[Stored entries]
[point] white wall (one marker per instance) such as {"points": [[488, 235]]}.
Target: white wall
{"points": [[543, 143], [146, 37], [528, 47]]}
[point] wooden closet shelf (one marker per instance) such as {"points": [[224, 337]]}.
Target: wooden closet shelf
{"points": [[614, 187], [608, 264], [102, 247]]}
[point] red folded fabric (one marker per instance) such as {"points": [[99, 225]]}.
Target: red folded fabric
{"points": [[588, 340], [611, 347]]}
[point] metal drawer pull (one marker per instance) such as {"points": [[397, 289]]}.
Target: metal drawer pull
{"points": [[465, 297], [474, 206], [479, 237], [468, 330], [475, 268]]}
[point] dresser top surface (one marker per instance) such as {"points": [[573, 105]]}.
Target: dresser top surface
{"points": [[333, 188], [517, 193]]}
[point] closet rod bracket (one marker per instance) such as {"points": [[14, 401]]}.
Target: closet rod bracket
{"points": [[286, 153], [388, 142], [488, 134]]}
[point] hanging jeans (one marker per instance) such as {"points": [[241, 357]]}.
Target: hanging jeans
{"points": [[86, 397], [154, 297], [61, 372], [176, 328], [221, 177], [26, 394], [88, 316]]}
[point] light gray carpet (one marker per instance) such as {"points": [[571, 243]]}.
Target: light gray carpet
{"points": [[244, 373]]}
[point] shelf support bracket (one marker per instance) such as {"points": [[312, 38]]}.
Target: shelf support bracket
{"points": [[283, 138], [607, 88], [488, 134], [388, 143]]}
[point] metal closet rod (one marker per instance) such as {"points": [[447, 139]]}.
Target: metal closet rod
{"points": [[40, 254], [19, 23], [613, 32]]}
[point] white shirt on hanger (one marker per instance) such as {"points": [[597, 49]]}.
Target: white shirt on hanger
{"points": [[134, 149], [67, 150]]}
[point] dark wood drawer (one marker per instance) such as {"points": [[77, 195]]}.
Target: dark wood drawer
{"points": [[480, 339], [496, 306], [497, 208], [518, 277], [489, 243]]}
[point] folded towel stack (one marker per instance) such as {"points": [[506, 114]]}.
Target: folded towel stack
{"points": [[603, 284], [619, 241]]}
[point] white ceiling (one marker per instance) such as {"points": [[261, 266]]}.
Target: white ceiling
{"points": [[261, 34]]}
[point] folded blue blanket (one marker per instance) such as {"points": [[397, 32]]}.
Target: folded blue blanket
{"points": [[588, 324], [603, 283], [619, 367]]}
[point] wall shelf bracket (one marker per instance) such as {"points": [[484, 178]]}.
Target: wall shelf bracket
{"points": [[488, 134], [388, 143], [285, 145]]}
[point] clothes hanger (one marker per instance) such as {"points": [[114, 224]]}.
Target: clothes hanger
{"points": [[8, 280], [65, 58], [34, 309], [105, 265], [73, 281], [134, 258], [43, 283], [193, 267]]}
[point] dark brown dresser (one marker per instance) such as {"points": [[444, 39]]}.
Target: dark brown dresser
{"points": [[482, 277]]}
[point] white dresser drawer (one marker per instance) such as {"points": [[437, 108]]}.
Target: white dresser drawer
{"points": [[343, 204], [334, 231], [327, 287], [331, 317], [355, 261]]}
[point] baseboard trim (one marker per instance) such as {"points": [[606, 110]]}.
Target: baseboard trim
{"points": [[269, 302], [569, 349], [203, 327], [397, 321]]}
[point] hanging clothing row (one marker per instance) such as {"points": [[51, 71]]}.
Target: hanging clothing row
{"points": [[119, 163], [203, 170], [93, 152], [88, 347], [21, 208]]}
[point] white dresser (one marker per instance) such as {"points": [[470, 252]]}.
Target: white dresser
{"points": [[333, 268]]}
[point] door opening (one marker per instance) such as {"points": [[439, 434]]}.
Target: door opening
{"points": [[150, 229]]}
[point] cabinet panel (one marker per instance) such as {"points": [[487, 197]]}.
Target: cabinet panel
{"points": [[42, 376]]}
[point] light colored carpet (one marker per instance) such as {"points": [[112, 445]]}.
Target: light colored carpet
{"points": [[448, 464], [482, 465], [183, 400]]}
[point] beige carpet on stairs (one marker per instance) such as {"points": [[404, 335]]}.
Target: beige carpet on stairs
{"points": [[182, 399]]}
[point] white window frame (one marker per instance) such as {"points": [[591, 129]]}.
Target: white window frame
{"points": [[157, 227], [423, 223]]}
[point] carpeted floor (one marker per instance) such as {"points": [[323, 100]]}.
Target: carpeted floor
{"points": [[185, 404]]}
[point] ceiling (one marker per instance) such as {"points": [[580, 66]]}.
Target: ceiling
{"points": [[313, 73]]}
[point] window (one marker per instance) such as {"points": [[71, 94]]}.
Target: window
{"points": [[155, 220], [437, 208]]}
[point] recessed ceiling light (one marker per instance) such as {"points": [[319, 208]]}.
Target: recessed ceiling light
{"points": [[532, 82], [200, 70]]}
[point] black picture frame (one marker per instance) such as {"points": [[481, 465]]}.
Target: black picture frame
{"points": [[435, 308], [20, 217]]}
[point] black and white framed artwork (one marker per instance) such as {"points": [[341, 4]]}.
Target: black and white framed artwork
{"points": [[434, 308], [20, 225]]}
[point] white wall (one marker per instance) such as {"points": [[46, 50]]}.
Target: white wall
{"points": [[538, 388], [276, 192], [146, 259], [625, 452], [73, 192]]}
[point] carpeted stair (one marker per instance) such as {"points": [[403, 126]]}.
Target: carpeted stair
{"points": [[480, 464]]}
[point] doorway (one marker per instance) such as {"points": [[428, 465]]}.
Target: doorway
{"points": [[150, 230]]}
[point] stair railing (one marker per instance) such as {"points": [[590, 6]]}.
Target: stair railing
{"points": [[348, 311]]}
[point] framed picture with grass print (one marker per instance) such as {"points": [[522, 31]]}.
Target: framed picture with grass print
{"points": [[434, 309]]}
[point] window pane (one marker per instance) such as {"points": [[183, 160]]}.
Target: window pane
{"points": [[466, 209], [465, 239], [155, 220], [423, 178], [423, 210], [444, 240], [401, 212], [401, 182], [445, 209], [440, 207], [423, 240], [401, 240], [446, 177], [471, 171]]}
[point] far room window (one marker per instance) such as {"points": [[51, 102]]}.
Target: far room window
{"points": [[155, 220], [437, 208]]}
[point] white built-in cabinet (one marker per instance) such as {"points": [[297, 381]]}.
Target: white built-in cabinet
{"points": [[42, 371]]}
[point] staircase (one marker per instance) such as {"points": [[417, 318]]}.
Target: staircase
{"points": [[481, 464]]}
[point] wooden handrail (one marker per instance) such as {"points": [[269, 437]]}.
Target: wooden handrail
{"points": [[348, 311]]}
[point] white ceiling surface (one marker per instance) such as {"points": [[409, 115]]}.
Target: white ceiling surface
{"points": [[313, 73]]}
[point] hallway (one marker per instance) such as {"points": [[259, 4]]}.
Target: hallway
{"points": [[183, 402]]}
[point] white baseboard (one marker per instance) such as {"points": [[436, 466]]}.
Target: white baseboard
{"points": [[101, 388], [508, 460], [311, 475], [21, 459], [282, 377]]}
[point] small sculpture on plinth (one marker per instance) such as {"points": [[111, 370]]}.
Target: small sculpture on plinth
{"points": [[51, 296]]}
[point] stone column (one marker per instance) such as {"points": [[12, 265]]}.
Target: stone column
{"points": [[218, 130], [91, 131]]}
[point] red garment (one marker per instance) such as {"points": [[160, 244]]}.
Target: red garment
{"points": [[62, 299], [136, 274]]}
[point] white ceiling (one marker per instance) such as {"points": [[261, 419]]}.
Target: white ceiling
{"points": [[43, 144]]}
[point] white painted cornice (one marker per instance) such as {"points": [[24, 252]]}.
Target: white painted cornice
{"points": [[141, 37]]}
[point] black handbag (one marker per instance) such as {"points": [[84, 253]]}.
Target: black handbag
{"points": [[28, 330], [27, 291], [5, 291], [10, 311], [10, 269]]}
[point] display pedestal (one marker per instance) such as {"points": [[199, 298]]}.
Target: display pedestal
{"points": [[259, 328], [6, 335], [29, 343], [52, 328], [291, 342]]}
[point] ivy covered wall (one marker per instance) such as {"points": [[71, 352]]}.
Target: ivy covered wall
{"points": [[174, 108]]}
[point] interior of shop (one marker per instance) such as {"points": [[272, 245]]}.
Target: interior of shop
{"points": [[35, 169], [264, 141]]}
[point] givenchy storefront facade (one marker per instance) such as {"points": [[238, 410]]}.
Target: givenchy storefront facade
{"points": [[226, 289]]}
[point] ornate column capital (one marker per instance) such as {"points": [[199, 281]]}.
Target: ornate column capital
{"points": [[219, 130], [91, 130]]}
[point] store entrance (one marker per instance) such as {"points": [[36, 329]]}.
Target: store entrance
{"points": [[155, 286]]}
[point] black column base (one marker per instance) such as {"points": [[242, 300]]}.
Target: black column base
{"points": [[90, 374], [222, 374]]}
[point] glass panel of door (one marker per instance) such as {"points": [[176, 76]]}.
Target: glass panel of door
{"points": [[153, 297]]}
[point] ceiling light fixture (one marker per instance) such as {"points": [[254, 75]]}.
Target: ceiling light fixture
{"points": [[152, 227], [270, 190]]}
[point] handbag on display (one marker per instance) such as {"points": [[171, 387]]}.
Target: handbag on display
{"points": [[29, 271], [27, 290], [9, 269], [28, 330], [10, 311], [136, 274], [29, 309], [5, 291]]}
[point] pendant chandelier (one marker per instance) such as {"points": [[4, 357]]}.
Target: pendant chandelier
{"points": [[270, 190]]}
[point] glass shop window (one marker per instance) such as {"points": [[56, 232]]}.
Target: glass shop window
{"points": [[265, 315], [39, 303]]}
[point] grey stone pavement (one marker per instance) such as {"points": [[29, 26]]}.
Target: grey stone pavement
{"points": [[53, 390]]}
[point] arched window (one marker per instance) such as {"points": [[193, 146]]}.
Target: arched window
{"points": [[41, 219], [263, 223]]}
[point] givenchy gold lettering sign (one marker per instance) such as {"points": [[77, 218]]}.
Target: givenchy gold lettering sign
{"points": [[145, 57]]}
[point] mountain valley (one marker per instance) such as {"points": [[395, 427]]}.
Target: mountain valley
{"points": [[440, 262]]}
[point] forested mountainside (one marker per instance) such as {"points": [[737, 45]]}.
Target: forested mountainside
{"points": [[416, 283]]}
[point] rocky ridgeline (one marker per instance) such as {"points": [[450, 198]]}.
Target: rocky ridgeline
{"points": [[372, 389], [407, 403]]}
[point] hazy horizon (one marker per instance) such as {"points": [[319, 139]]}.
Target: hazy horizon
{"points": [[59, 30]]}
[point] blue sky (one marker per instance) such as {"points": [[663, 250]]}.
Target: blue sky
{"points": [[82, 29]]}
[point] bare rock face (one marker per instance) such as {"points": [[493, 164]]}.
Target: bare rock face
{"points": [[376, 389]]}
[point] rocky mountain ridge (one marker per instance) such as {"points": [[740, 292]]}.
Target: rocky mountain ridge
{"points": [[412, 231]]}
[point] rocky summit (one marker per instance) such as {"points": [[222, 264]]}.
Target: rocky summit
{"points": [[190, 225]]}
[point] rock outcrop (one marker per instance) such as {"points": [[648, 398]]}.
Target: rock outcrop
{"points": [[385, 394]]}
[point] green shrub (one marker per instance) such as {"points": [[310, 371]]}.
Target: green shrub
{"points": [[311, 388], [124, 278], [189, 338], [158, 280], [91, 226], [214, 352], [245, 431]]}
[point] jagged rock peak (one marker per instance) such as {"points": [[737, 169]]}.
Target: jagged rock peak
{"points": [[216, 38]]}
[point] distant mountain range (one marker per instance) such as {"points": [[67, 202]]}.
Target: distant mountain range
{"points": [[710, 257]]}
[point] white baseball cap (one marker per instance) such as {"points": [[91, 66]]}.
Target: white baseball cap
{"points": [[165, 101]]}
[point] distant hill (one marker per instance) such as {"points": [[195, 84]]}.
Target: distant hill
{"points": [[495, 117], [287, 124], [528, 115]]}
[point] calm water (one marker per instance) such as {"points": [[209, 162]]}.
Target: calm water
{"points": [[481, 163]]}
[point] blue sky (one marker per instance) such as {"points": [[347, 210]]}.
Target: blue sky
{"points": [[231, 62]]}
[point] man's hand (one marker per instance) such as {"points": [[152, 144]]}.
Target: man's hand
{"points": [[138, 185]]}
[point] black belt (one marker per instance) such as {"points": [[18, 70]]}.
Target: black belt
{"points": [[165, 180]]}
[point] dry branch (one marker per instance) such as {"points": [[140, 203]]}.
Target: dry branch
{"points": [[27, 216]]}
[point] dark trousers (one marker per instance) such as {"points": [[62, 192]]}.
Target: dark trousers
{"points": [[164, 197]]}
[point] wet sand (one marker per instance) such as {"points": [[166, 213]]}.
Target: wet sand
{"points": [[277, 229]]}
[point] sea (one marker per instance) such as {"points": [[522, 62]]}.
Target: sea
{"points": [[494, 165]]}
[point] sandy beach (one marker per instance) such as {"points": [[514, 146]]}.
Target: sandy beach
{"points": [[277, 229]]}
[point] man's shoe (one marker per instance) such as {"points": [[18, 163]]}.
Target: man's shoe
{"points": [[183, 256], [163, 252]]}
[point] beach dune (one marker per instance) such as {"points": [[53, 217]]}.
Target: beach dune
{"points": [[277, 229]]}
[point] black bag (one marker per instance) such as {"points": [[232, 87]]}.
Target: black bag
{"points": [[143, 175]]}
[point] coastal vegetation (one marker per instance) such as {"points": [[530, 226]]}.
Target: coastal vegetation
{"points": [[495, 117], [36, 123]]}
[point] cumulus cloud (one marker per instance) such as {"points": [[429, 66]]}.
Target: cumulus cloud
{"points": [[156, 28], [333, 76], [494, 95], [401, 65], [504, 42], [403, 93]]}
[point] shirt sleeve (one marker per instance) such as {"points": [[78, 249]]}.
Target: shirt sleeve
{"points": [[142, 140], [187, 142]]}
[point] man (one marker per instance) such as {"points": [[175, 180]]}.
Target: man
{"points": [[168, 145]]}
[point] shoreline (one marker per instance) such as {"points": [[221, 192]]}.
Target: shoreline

The exercise -> Output the line that contains "[point] man's hand", followed by every later line in the listing, with no line omitted and none added.

Completed task ->
[point] man's hand (one marker per instance) such as {"points": [[152, 144]]}.
Target: man's hand
{"points": [[138, 185]]}
[point] black belt (one marker per instance) such as {"points": [[18, 70]]}.
Target: black belt
{"points": [[165, 180]]}
[point] dry branch (one marker per instance) such as {"points": [[140, 203]]}.
Target: dry branch
{"points": [[27, 216]]}
[point] dark trousers (one marker per instance) such as {"points": [[62, 192]]}.
Target: dark trousers
{"points": [[164, 197]]}
[point] wet sand (one marker per instance) such as {"points": [[166, 213]]}.
Target: wet sand
{"points": [[277, 229]]}
[point] sea (one marker per instance) such as {"points": [[522, 62]]}.
Target: sea
{"points": [[494, 165]]}
[point] sandy beach (one marker per instance) such as {"points": [[514, 146]]}.
Target: sandy beach
{"points": [[277, 229]]}
[point] man's shoe (one marker per instance) such as {"points": [[18, 163]]}.
Target: man's shoe
{"points": [[183, 256], [163, 252]]}
[point] beach dune (one marker per instance) such as {"points": [[53, 217]]}.
Target: beach dune
{"points": [[277, 229]]}
[point] black bag (one marker per instance) such as {"points": [[232, 87]]}.
Target: black bag
{"points": [[143, 175]]}
[point] coastal vegetation (one marker per instance) such as {"points": [[530, 226]]}.
Target: coastal vegetation
{"points": [[495, 117], [36, 123]]}
[point] cumulus cloud (one marker per instance) such as {"points": [[429, 66]]}.
Target: cumulus cloud
{"points": [[156, 28], [333, 76], [494, 95], [401, 65], [504, 42], [403, 93]]}
[point] shirt sleeve (one marker per instance) such as {"points": [[78, 249]]}.
Target: shirt sleeve
{"points": [[142, 140], [187, 142]]}
[point] man (one marker per instance) such as {"points": [[175, 180]]}.
Target: man
{"points": [[168, 145]]}
[point] shoreline (one marker per instance) such as {"points": [[221, 192]]}.
Target: shoreline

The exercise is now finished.